Get the status for a query task

You can retrieve status of a query to see if it is still running, completed successfully, failed, or got canceled.

Request

GET /druid/indexer/v1/task/<taskId>

# Make sure you replace `username`, `password`, `your-instance`, `port`, and `taskId` with the values for your deployment.
curl --location --request GET 'https://<username>:<password>@<hostname>:<port>/druid/indexer/v1/task/<taskId>/status'

import requests

# Make sure you replace `username`, `password`, `your-instance`, `port`, and `taskId` with the values for your deployment.
url = "https://<username>:<password>@<hostname>:<port>/druid/indexer/v1/task/<taskId>/status"

payload={}
headers = {}

response = requests.request("GET", url, headers=headers, data=payload)

print(response.text)

Response

{
  "task": "query-3dc0c45d-34d7-4b15-86c9-cdb2d3ebfc4e",
  "status": {
    "id": "query-3dc0c45d-34d7-4b15-86c9-cdb2d3ebfc4e",
    "groupId": "query-3dc0c45d-34d7-4b15-86c9-cdb2d3ebfc4e",
    "type": "query_controller",
    "createdTime": "2022-09-14T22:12:00.183Z",
    "queueInsertionTime": "1970-01-01T00:00:00.000Z",
    "statusCode": "RUNNING",
    "status": "RUNNING",
    "runnerStatusCode": "RUNNING",
    "duration": -1,
    "location": {
      "host": "localhost",
      "port": 8100,
      "tlsPort": -1
    },
    "dataSource": "kttm_simple",
    "errorMsg": null
  }
}

Get the report for a query task

A report provides detailed information about a query task, including things like the stages, warnings, and errors.

Keep the following in mind when using the task API to view reports:

The task report for an entire job is associated with the query_controller task. The query_worker tasks do not have their own reports; their information is incorporated into the controller report.
The task report API may report 404 Not Found temporarily while the task is in the process of starting up.

- _Data extract_:
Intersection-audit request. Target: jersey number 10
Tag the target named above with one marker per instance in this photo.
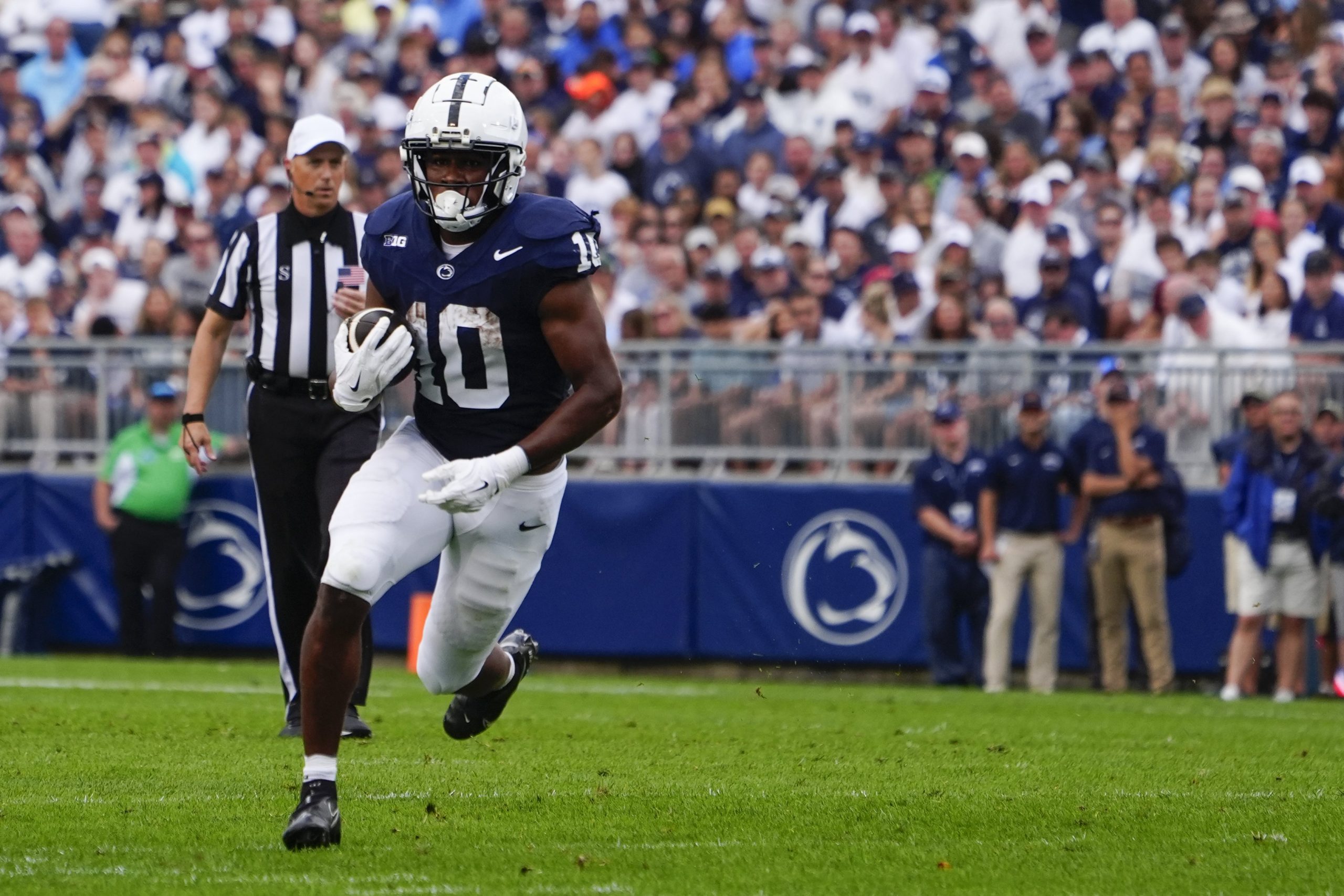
(475, 371)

- _Short exercise 1_: Decide whether each statement agrees with the query task page above. Answer yes or no for each, quoting the deciding words exactly. (a) The sample response shows a task whose status is RUNNING. (b) Each query_worker task has a report of its own. (c) The task report API can return 404 Not Found for a while as the task starts up.
- _Short exercise 2_: Repeat the query task page word for word, from "The task report for" down to "the controller report.".

- _Final result 1_:
(a) Yes: "status": "RUNNING"
(b) No: "The query_worker tasks do not have their own reports"
(c) Yes: "The task report API may report 404 Not Found temporarily while the task is in the process of starting up."

- _Final result 2_:
The task report for an entire job is associated with the query_controller task. The query_worker tasks do not have their own reports; their information is incorporated into the controller report.